Extract provided –
■ ■ ■
The most marginalized people and communities in our society are especially stretched thin and put at increased risk during this outbreak. As unemployment soars, people without a safety net are in a very precarious position. And those with essential jobs who typically rely on transit face serious challenges and difficult choices just to get around.
So as all levels of government are making emergency changes to the transportation system, it is vital that decision makers, agency staff and community leaders keep marginalized communities and vulnerable people at the forefront of each change. And The Untokening has some ideas for how to do just that.
The Untokening is a “a multiracial collective that centers the lived experiences of marginalized communities to address mobility justice and equity.” Their “Mobility Justice Responses to COVID-19” were developed based on a broader and powerful set of mobility justice principles the collecting developed together over the course of years. So as changes and responses are developed, people at every stage should hold these principles in their minds.
- Do not plan future projects at a time when equitable public participation is impossible.
- Redirect mobility planning staff to meet essential needs for vulnerable communities.
- Support the organizing efforts of exploited delivery and mobility workers.
- Provide safety supplies for frontline workers and/or contractors. This applies to all mobility and service delivery providers, public and private.
- Make public transit and para-transit free.
- Center those most in need in any transportation improvements and connect them with services such as food distribution and medical care. Access to mental health care is essential.
- Define street safety in a way that centers the most oppressed and vulnerable groups. Policing is not a tool for healing our divided communities, and official street closures usually involve police. These are not a solution for equitable street safety in communities of color.
- Stop police harassment of delivery workers doing vital work — and ticketing people surviving by living in vehicles or on the street.
- Support efforts to release those immobilized in jails and detention centers.
- Direct public funding to community bicycle shops that can distribute vehicles and provide repair at a neighborhood level.
- Support neighborhood-based mobility employment at locally owned companies.
- Join mutual aid networks to keep neighborhoods strong.
■ ■ ■
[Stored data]
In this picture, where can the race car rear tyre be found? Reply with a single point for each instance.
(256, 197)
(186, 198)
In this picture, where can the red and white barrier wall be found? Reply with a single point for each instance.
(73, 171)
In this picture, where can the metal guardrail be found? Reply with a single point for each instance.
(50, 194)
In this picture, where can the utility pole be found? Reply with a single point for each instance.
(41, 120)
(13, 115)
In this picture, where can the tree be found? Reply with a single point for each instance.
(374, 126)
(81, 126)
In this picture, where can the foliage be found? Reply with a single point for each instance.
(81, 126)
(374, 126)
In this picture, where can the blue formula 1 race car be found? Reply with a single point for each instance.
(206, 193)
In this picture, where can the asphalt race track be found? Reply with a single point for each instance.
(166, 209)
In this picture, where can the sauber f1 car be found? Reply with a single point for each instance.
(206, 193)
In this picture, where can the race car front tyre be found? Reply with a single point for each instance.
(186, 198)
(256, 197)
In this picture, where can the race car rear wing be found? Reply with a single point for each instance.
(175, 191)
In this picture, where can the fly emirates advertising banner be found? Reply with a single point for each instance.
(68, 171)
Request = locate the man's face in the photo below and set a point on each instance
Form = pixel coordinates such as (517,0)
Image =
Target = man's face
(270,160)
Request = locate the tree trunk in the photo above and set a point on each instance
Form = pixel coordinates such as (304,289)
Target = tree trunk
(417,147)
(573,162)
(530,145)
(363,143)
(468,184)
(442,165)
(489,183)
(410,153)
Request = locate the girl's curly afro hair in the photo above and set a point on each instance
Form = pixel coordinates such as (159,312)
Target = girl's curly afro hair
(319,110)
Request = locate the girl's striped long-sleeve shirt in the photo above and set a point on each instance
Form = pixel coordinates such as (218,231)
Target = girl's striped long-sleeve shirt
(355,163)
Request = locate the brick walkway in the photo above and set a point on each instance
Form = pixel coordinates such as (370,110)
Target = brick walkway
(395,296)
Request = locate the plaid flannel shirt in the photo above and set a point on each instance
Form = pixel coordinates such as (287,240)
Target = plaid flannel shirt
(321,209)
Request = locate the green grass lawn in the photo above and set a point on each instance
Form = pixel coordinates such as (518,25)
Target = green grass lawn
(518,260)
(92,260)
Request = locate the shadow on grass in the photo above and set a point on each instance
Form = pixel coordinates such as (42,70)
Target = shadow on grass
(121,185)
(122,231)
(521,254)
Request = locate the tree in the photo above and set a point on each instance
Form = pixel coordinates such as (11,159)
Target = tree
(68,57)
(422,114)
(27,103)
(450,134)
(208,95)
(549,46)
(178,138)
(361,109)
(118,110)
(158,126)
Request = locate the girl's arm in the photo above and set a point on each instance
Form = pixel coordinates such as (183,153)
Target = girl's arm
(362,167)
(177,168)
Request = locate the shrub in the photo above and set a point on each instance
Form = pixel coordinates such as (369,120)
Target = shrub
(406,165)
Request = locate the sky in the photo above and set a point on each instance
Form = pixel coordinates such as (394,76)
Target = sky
■ ■ ■
Problem description – Can you copy, word for word, the part of the COVID-19 mobility justice text between "The Untokening is" and "in their minds.", inclusive?

Output for this task –
The Untokening is a “a multiracial collective that centers the lived experiences of marginalized communities to address mobility justice and equity.” Their “Mobility Justice Responses to COVID-19” were developed based on a broader and powerful set of mobility justice principles the collecting developed together over the course of years. So as changes and responses are developed, people at every stage should hold these principles in their minds.